==== Page excerpt ====
Route information
- Maintained by the Ministry of Transportation of Ontario
- Length: 26.1 km (16.2 mi)
- Existed: 1956–January 1, 1998

Major junctions
- South end: Highway 28 – Apsley
- North end: Highway 620 – Glen Alda

Location
- Country: Canada
- Province: Ontario

Highway system
- Ontario provincial highways; Current; Former; 400-series;
| ← Highway 503 |  | → Highway 505 |

= Ontario Highway 504 =

Former Ontario provincial highway

Secondary Highway 504, commonly referred to as Highway 504, was a provincially maintained secondary highway in the Canadian province of Ontario. The highway was 26.1 km long, connecting Highway 28 south of Apsley with Highway 620 in Glen Alda.
The only other community served by Highway 504 was Lasswade.

Highway 504 was established, along with many other secondary highways, in 1956. Originally, the route looped around Chandos Lake back to Apsley. However, the northern portion of this loop would later become Highway 620. During the 1997-1998 mass downloading of Ontario provincial highways to local authorities, Highway 504 was downloaded to Peterborough County and has since been known as County Road 504.
==== Listed records ====
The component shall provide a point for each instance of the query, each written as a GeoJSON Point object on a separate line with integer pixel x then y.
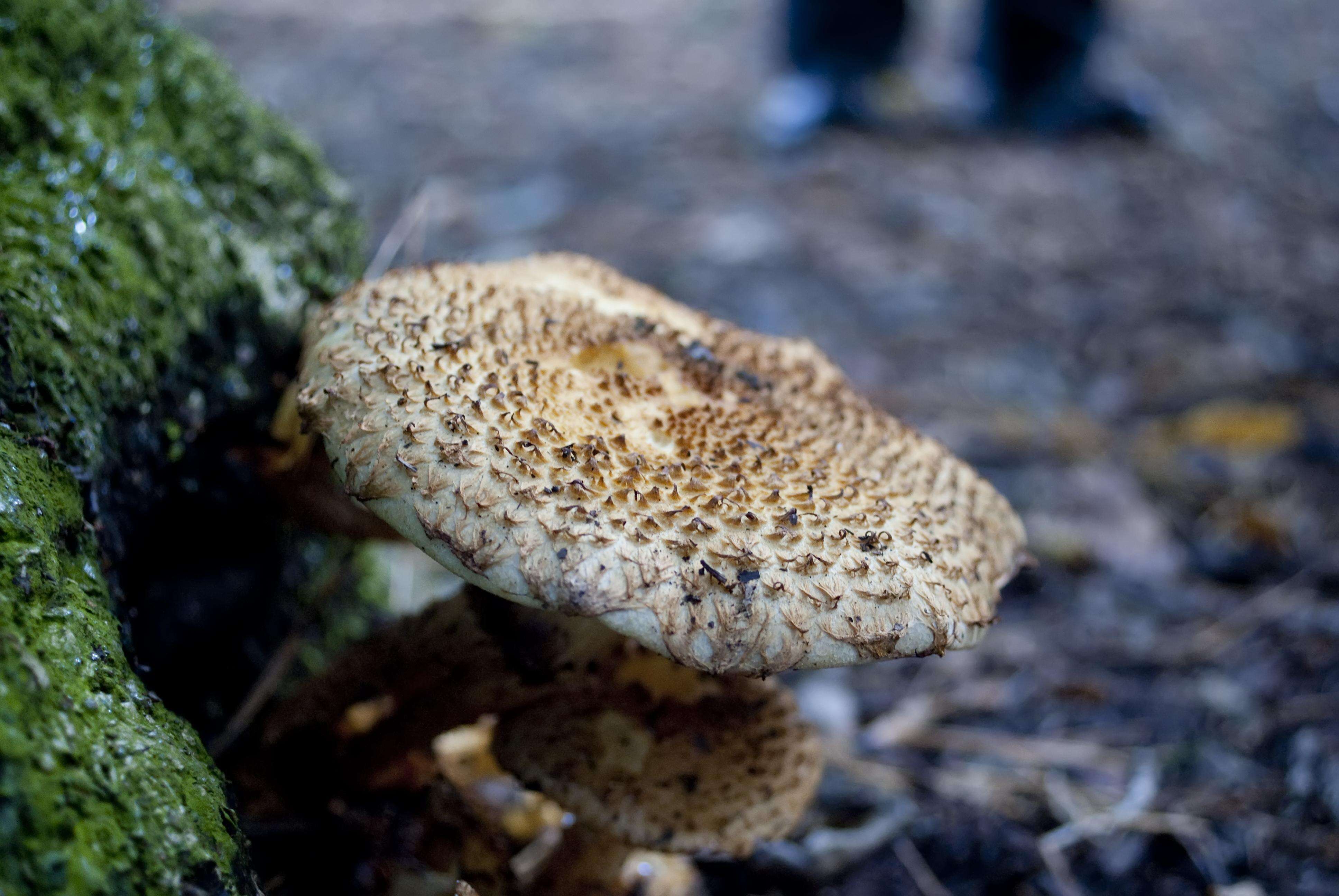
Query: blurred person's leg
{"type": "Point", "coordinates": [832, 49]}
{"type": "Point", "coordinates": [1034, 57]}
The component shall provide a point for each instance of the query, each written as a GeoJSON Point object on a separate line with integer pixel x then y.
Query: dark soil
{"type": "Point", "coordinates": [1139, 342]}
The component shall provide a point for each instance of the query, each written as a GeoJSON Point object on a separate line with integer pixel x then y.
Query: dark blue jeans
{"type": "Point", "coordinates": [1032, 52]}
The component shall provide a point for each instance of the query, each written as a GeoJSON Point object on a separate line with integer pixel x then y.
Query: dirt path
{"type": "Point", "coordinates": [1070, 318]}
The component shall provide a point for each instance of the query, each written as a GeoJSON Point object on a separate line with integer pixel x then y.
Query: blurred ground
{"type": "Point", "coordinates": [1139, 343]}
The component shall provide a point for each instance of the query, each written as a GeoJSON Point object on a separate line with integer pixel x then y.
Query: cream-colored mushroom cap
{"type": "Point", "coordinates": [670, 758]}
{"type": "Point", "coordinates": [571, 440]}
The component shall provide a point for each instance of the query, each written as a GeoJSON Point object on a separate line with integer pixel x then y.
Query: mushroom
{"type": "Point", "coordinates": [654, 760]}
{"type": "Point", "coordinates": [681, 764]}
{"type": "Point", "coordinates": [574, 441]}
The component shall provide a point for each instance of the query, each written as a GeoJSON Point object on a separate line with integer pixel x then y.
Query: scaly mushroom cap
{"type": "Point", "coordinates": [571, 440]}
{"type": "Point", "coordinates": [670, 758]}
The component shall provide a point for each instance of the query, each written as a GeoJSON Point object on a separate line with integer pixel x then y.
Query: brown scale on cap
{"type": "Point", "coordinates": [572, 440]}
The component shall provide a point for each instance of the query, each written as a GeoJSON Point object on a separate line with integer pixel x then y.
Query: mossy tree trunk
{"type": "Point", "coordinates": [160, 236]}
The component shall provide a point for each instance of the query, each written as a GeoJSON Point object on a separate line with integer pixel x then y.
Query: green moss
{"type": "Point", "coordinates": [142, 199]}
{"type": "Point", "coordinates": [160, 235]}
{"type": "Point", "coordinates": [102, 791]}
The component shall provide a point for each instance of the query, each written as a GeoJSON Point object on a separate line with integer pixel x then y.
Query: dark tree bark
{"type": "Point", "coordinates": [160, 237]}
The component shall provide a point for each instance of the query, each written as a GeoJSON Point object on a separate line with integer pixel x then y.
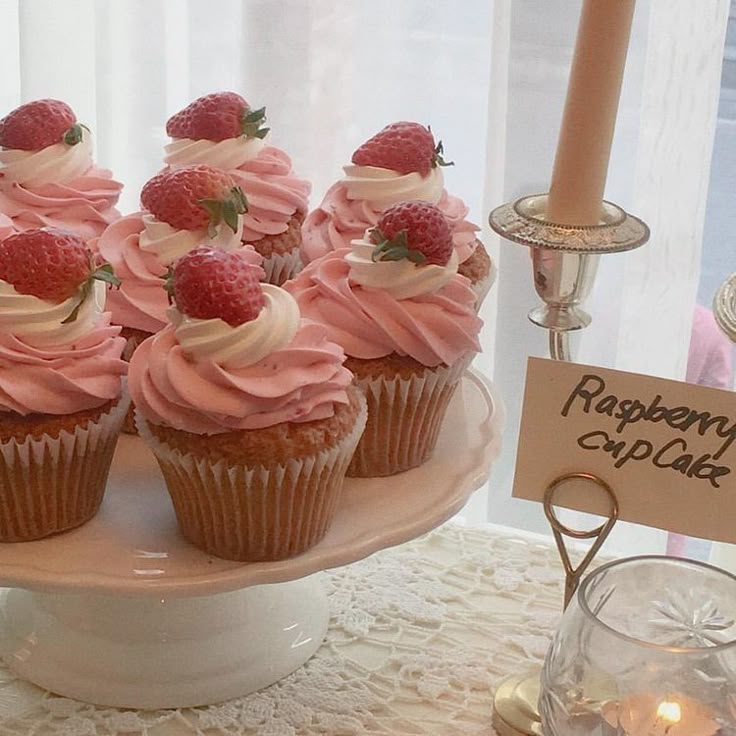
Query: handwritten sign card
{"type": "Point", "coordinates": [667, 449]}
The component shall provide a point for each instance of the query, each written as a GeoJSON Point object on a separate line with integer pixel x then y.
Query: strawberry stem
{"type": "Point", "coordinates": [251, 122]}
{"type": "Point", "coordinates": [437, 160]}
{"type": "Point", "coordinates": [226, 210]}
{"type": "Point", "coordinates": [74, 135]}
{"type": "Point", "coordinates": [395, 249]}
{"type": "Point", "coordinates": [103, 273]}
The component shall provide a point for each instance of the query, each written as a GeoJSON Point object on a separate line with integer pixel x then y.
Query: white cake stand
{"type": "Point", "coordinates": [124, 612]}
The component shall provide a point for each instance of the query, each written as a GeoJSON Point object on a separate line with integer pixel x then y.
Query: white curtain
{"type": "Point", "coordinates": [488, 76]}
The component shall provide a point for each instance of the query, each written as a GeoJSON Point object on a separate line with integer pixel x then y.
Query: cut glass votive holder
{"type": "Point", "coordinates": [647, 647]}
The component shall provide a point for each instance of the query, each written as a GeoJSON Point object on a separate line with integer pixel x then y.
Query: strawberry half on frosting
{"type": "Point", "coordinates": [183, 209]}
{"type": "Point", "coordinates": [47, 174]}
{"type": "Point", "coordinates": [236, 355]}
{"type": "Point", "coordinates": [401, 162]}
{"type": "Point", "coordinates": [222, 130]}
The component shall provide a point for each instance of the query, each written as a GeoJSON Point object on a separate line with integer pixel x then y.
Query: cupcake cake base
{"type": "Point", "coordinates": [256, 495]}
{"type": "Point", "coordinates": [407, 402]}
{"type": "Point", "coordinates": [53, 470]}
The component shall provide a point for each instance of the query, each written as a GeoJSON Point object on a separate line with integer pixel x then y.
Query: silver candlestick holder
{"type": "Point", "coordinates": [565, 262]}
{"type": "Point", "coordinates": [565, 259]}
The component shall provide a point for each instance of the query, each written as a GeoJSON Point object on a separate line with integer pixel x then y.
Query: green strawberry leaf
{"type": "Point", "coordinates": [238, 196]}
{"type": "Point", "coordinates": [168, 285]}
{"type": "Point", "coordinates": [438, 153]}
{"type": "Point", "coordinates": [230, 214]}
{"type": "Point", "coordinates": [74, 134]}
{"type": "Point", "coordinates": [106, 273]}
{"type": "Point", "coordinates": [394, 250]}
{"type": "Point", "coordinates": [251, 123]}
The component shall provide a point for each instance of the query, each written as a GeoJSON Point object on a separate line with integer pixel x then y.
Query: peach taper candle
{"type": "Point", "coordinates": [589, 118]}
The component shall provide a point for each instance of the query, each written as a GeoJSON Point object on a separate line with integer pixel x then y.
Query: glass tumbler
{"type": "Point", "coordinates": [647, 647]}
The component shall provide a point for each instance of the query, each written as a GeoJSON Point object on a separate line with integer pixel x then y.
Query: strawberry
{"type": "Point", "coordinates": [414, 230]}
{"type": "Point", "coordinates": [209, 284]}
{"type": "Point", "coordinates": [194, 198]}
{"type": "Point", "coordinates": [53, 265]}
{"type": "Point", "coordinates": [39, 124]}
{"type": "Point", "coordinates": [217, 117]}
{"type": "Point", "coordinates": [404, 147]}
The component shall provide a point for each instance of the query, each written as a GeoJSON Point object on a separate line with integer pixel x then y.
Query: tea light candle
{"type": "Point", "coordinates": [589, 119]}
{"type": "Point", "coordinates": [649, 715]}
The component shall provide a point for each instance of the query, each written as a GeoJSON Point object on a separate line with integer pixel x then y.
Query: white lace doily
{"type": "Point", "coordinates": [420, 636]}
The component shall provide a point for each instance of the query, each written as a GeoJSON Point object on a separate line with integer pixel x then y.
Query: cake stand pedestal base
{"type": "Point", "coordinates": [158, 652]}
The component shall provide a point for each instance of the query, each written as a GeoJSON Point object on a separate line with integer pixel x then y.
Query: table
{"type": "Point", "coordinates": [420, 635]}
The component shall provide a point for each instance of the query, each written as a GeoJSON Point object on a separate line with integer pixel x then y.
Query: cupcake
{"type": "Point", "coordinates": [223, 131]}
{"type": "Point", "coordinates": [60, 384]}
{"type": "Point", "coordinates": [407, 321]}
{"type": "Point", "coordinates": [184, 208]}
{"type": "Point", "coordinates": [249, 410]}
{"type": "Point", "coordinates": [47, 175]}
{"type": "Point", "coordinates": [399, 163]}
====
§ **Tasks to perform**:
1) Based on the article on Highway 504, decide whether each statement agrees with it. Answer yes or no for each, and quote the deciding words. (a) Highway 504 was established in 1956. (b) Besides its endpoints, the highway served several communities, including Lasswade. (c) The northern portion of the original loop later became Highway 620.
2) Extend the article on Highway 504 beyond its final sentence.

§ **Responses in order**:
1)
(a) Yes: "Highway 504 was established, along with many other secondary highways, in 1956."
(b) No: "The only other community served by Highway 504 was Lasswade."
(c) Yes: "However, the northern portion of this loop would later become Highway 620."

2)
== Route description ==
Although Highway 504 no longer exists today, the route it follows is currently designated as Peterborough County Road 504. Despite this designation, a short 200 m section near Glen Alda lies within Hastings County. The route began at Highway 28 just south of Apsley, and entered the village along Burleigh Street before turning onto Wellington Street. From there, Highway 504 travelled east into the southern fringes of the Canadian Shield, with thick forests surrounding the majority of the route. However, in addition to the hamlet of Lasswade, located around the midpoint of the highway, the route also served cottagers along the southern and eastern shores of Chandos Lake and numerous residences line the length of road. At Lasswade, located at a junction with Peterborough County Road 46, Highway 504 turned north, and meandered towards Glen Alda. There it encountered Highway 620 and ended.

== History ==
The route of Highway 504 was first assumed by the Department of Highways in early 1956, along with several dozen other secondary highways. It was likely maintained as a development road prior to that. The route travelled in a loop around Chandos Lake, beginning and ending in Apsley.
The following year, Highway 620 was designated east from Glen Alda to connect to Highway 62.
Highway 620 assumed the northern route of Highway 504, west of Glen Alda, circa 1963.
Between then and the 1990s, the route remained unchanged. On January 1, 1998, the entirety of Highway 504, including the section that had become Highway 620, was transferred to the responsibility of Peterborough County.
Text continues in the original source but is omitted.